§ **Brief**: Could you copy every one of the records below word for word, leaving the pictures out?

Lines of data:
"""
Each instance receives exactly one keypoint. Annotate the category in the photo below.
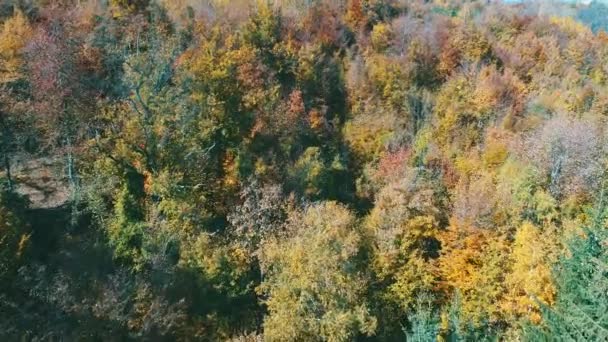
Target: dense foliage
(328, 170)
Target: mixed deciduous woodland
(303, 170)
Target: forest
(303, 170)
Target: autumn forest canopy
(303, 170)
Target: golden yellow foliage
(14, 36)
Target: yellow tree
(312, 281)
(529, 281)
(13, 38)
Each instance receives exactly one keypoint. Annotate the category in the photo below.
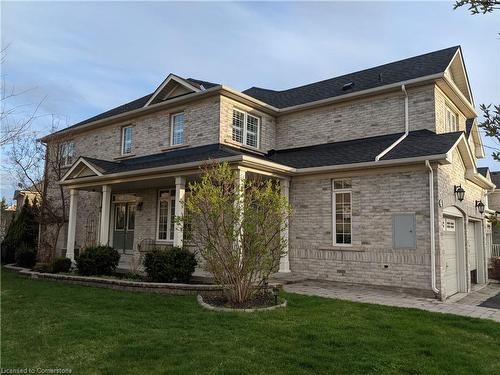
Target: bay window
(342, 207)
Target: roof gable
(172, 87)
(427, 65)
(457, 74)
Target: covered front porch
(136, 211)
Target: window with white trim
(451, 120)
(246, 128)
(166, 215)
(342, 204)
(177, 129)
(67, 153)
(126, 140)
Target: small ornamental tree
(237, 229)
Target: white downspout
(432, 228)
(407, 128)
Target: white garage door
(472, 245)
(450, 256)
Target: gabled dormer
(174, 86)
(456, 74)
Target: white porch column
(73, 203)
(180, 191)
(240, 176)
(105, 215)
(284, 261)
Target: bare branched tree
(15, 119)
(478, 6)
(39, 167)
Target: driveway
(466, 305)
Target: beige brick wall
(376, 115)
(376, 196)
(441, 101)
(268, 123)
(151, 133)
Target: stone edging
(228, 309)
(166, 288)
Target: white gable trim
(171, 77)
(78, 163)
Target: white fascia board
(443, 158)
(464, 71)
(171, 77)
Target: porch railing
(495, 250)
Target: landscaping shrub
(170, 265)
(25, 256)
(43, 267)
(98, 260)
(61, 264)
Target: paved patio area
(465, 305)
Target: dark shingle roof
(403, 70)
(483, 171)
(134, 104)
(495, 177)
(417, 143)
(187, 155)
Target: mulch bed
(258, 301)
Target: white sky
(86, 57)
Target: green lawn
(48, 324)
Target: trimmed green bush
(61, 264)
(98, 260)
(170, 265)
(43, 267)
(25, 256)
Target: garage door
(450, 256)
(471, 232)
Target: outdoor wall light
(459, 192)
(480, 206)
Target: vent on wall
(347, 86)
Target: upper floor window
(451, 120)
(177, 129)
(67, 153)
(246, 128)
(342, 224)
(126, 140)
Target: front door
(123, 229)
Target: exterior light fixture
(459, 192)
(480, 206)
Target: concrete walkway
(466, 306)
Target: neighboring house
(494, 206)
(374, 163)
(6, 216)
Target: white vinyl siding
(342, 207)
(177, 129)
(67, 153)
(246, 129)
(451, 121)
(166, 215)
(126, 140)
"""
§ **Exercise result**:
Each instance receives exactly one keypoint. Annotate the category in the photo below.
Target: dense foliage
(328, 170)
Target: mixed deciduous woodland
(303, 170)
Target: forest
(303, 170)
Target: autumn forest canopy
(303, 170)
Target: golden yellow foliage
(14, 36)
Target: yellow tree
(312, 281)
(529, 281)
(13, 38)
Each instance receives exactly one keypoint. Annotate the category in the photo below.
Target: bay window
(342, 207)
Target: roof gable
(172, 87)
(427, 65)
(457, 74)
Target: covered front porch
(136, 211)
Target: window with white trim
(451, 120)
(246, 128)
(166, 215)
(342, 204)
(177, 129)
(67, 153)
(126, 140)
Target: small ornamental tree
(237, 229)
Target: white downspout
(432, 228)
(407, 128)
Target: white garage door
(472, 245)
(450, 256)
Target: gabled dormer
(174, 86)
(456, 74)
Target: white porch column
(73, 203)
(180, 191)
(240, 176)
(105, 215)
(284, 261)
Target: bare branched tree
(15, 119)
(478, 6)
(39, 167)
Target: driveway
(466, 305)
Target: beige brick wall
(376, 115)
(376, 196)
(441, 101)
(268, 123)
(151, 133)
Target: stone edging
(228, 309)
(166, 288)
Target: white gable trim
(171, 77)
(78, 163)
Target: white fascia board
(443, 158)
(464, 71)
(171, 77)
Target: porch railing
(495, 250)
Target: landscaping shrub
(170, 265)
(25, 256)
(43, 267)
(98, 260)
(61, 264)
Target: paved patio area
(465, 305)
Target: dark shingle roof
(403, 70)
(483, 171)
(134, 104)
(495, 177)
(417, 143)
(187, 155)
Target: mulch bed
(258, 301)
Target: white sky
(86, 57)
Target: green lawn
(48, 324)
Target: trimmed green bush
(61, 264)
(98, 260)
(170, 265)
(43, 267)
(25, 256)
Target: garage door
(450, 256)
(471, 232)
Target: outdoor wall light
(459, 192)
(480, 206)
Target: vent on wall
(347, 86)
Target: upper floor window
(451, 120)
(177, 129)
(67, 153)
(246, 128)
(342, 224)
(126, 140)
Target: front door
(123, 229)
Target: exterior light fixture
(459, 192)
(480, 206)
Target: concrete walkway
(466, 306)
Target: neighboring house
(494, 206)
(374, 163)
(6, 216)
Target: white vinyl siding
(342, 207)
(177, 129)
(67, 153)
(246, 129)
(451, 121)
(166, 215)
(126, 140)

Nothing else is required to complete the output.